既不是仅在生中,也不是仅在死中。那在两者之间发生的事,并且是在某人所乐意的所有“两者”之间,如生与死之间,发生的事,只有和某个鬼魂一起才能维护自身,只能和某个鬼魂交谈且只能谈论某个鬼魂。因此,必须对灵魂有所认识。尤其是如果这东西或者说幽灵并不存在,尤其是如果那既非实体、又非本质、亦非存在的东西本身永远也不会到场。

——德里达[2]

在《马克思的幽灵》(Specters of Marx)一书中,德里达(Jacques Derrida)借鉴马克思、恩格斯1848年《共产党宣言》的第一句话“一个幽灵,共产主义的幽灵,在欧洲游荡”,并结合了“游荡”(haunting)和“本体论”(ontology)两个词的词根,创造了“幽灵学”(hauntology)这个新词。德里达利用“幽灵”(specter)超越二元逻辑的特点(幽灵处于“在场与不在场、实在性与非实在性、生命与非生命之间的对立之外”[3]),意在表明马克思虽然斯人已逝,但马克思主义作为一种文本性存在,将会是一个持久的过去的在场,它不会随着苏联的解体和冷战的结束而终结,因此需要运用解构主义的策略,通过追逐马克思的幽灵,在对话中解构马克思主义,进而将其“延异”(différance)在永远不能到达目的地的路上。在这个意义上,有论者将德里达的“幽灵学”理解为他“应用解构学的一种策略”——“幽灵即最高的解构性形象”。[4]

在后现代语境下,逻各斯中心主义、主体的确定性存在、一切在场的形而上学,甚至语言文字的指涉能力,均遭到质疑和颠覆,历史的深度感消失,过去成了以“踪迹”(traces)、“碎片”(fragments)的形式四处“撒播”(dissemination)、“延异”(différance)的文本性存在。正是在这个意义上,德里达把我们的时代称之为“幽灵的时代”——“过去通过记忆和文本的幽灵活在我们中间,对我们说话”[5]。在另外一处,他将幽灵定义为“确实已经死了的曾在”——虽然永远不会到场,却时刻“注视”着我们,“通过记忆和精神遗产纠缠活人”[6]

在德里达的著作中,“幽灵”频繁出现。他交替使用“fantôme”和“spectre”两个含义相近的词来表述“幽灵”。据学者考证,德里达“幽灵”概念的形成经历了如下过程:

在1982年出版的《他者的耳朵》中,德里达把幽灵的形象赋予了“第三只耳朵”;1987年的《论精神:海德格尔与问题》把打了引号的“精神”等同于幽灵;在1990年的罗亚曼(Royaumont)讨论会上(后结集为《给出死亡》),德里达提出了语言的幽灵性特征;1993年的《马克思的幽灵》直接把“共产主义”幽灵化为“弥赛亚主义”;1994年的《友谊的政治学》视真正的“朋友”为幽灵,而在1997年的《告别勒维纳斯》中,“他者的面容”又取代“朋友”成为幽灵。[7]

在德里达看来,我们探讨的对象无论是“朋友”还是“他者”,是“精神”还是“上帝”,是哈姆雷特还是马克思,是共产主义还是弥赛亚主义,是政治学还是伦理学,只要我们的目的是为了寻求真理性,那么就不能忽视它们的“非真理性”,即那些被遮蔽的、一直徘徊着的“幽灵”。当然,这里的“幽灵”并不仅仅指鬼魂,而是指过世的人(或过去已经发生的事件),因种种原因被有意无意地遮盖或遗忘,但仍迟迟不肯离去,不断对现在造成“萦绕”(haunting)。或如学者所言,德里达的“幽灵”除了指称灵魂、 鬼魂之外,还指称那些“非死非生、非真非假、把鬼魂的维度重新引入政治的东西”[8]。具体来说,可以从时间和空间两个层面阐释“幽灵”。

练习题 –
a: 在这段关于德里达幽灵学的文本中,“幽灵学”这个新词结合了哪两个词的词根?
b: 请从这段关于德里达幽灵学的文本中摘录一段文字,从“既不是仅在生中,也不是仅在死”开始,到“在的东西本身永远也不会到场。”为止,并包含“在的东西本身永远也不会到场。”本身。
这些资料与上面的文本互不相关,是另外提供的内容。

资料 –
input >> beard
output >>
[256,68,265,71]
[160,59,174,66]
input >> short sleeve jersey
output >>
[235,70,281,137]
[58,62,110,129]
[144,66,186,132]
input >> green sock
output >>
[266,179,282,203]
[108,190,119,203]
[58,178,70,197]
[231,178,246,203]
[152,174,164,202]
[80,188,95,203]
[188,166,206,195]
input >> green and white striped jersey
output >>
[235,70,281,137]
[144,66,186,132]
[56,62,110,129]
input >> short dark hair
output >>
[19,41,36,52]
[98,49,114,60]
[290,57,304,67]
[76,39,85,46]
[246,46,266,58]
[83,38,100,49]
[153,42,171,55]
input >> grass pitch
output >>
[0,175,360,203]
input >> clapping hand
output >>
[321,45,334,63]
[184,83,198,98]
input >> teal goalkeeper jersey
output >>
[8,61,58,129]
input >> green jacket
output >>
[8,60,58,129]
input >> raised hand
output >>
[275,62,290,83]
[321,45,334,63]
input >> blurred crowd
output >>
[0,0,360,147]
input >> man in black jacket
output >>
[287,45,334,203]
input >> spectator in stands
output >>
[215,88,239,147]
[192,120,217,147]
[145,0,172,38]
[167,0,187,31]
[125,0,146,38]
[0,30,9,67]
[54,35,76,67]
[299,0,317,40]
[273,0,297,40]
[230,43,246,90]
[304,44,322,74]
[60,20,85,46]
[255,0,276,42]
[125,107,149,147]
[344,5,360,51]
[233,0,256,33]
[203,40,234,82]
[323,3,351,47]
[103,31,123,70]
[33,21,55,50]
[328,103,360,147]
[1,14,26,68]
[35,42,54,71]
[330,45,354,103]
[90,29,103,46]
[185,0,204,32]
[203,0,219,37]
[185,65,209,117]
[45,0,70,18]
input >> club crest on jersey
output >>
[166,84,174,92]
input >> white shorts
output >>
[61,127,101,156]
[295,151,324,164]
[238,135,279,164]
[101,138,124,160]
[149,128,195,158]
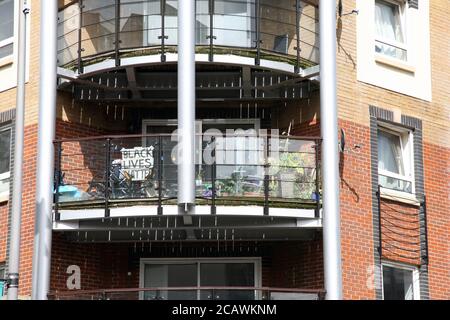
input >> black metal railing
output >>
[58,0,319,73]
[54,133,321,220]
[48,287,325,301]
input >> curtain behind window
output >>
[378,131,405,175]
[375,1,406,60]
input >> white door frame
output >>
[139,257,262,300]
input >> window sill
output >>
[380,187,421,207]
[0,56,14,68]
[375,54,416,74]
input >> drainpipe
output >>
[8,0,30,300]
[319,0,342,300]
[177,0,195,214]
[32,0,58,300]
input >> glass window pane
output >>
[0,0,14,41]
[383,266,414,300]
[144,263,197,300]
[378,130,405,175]
[0,43,14,59]
[375,1,404,43]
[0,129,11,174]
[200,263,255,300]
[214,0,255,47]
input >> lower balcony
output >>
[54,132,321,221]
[48,286,325,301]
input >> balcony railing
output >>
[48,287,325,301]
[54,134,321,220]
[58,0,319,73]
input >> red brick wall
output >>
[0,202,8,263]
[424,143,450,300]
[263,239,324,289]
[51,239,323,291]
[339,120,375,299]
[380,199,422,266]
[19,125,37,295]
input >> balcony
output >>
[58,0,319,74]
[54,134,321,221]
[49,287,325,301]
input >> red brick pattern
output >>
[424,143,450,300]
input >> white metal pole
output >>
[177,0,195,213]
[319,0,342,300]
[8,0,30,300]
[33,0,58,300]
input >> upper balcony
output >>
[55,134,321,221]
[58,0,319,74]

答案列表 –
a: “游荡”(haunting)和“本体论”(ontology)。

b:
既不是仅在生中,也不是仅在死中。那在两者之间发生的事,并且是在某人所乐意的所有“两者”之间,如生与死之间,发生的事,只有和某个鬼魂一起才能维护自身,只能和某个鬼魂交谈且只能谈论某个鬼魂。因此,必须对灵魂有所认识。尤其是如果这东西或者说幽灵并不存在,尤其是如果那既非实体、又非本质、亦非存在的东西本身永远也不会到场。